**Description of the task**
Your task is to copy every line of this material exactly.

**Dataset rows on where objects appear**
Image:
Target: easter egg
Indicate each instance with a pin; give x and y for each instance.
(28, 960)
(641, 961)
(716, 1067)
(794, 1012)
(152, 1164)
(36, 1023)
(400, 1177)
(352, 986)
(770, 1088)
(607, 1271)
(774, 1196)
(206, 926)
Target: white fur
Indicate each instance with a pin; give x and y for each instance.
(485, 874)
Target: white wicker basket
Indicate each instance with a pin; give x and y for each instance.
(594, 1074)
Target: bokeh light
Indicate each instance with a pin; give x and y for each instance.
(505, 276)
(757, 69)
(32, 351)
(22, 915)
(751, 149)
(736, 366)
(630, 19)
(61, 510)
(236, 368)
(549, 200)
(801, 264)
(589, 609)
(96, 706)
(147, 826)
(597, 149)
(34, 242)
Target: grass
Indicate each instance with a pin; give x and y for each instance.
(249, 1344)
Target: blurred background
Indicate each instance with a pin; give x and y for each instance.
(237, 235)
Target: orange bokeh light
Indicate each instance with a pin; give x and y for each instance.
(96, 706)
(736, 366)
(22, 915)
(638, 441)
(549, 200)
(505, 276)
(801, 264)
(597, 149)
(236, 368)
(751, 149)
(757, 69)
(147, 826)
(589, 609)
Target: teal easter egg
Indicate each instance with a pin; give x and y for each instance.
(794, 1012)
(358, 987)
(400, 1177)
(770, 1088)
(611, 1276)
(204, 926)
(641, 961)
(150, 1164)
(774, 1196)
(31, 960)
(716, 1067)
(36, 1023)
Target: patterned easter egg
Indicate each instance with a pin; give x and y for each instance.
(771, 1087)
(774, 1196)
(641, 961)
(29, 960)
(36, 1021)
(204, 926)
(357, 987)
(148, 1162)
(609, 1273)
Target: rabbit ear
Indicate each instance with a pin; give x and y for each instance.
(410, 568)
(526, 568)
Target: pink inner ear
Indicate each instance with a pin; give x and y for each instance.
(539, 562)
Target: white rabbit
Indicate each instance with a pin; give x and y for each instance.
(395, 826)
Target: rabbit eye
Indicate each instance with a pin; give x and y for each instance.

**Written reply**
Image:
Target: easter egg
Indicate each instance with a pin; give x and y for each instance.
(28, 960)
(641, 961)
(716, 1067)
(794, 1012)
(152, 1164)
(36, 1023)
(400, 1177)
(352, 986)
(770, 1088)
(607, 1271)
(774, 1196)
(206, 926)
Target: white fur
Indicate each instance with a pin; give x and y for each instance.
(485, 874)
Target: white wicker basket
Indicate each instance with a pin; give x and y for each instance.
(594, 1074)
Target: bokeh light
Indicate each instance with a pin; give x and y for each instance.
(505, 276)
(757, 69)
(32, 351)
(22, 915)
(751, 149)
(736, 366)
(630, 19)
(61, 510)
(236, 368)
(549, 200)
(801, 264)
(589, 609)
(96, 706)
(147, 826)
(597, 149)
(34, 242)
Target: grass
Indicate each instance with a pin; give x and y for each instance.
(249, 1344)
Target: blurred background
Indicate each instance with a pin; give x and y for each instance.
(237, 235)
Target: orange bokeh light
Indicate each instance with a pin; give x and y for each instance.
(96, 706)
(736, 366)
(22, 915)
(638, 441)
(549, 200)
(505, 276)
(801, 264)
(597, 149)
(236, 368)
(751, 149)
(757, 69)
(147, 826)
(589, 609)
Target: teal easter egg
Indicate each instance with a pin; give x and y for each instance.
(794, 1012)
(358, 987)
(400, 1177)
(770, 1088)
(611, 1276)
(204, 926)
(641, 961)
(150, 1164)
(774, 1196)
(31, 960)
(716, 1067)
(36, 1023)
Target: patterned easter egg
Indicate each instance with a pin; give x and y for each instance.
(771, 1087)
(774, 1196)
(641, 961)
(29, 960)
(36, 1021)
(204, 926)
(357, 987)
(148, 1162)
(609, 1273)
Target: rabbit ear
Indicate each instance with a pin; give x and y for each instance.
(410, 568)
(526, 568)
Target: pink inner ear
Indicate each instance with a pin; give x and y for each instance.
(539, 562)
Target: white rabbit
Indicate each instance with a pin; give x and y for each instance.
(395, 826)
Target: rabbit eye
Indicate each instance with a pin; give x and y for each instance.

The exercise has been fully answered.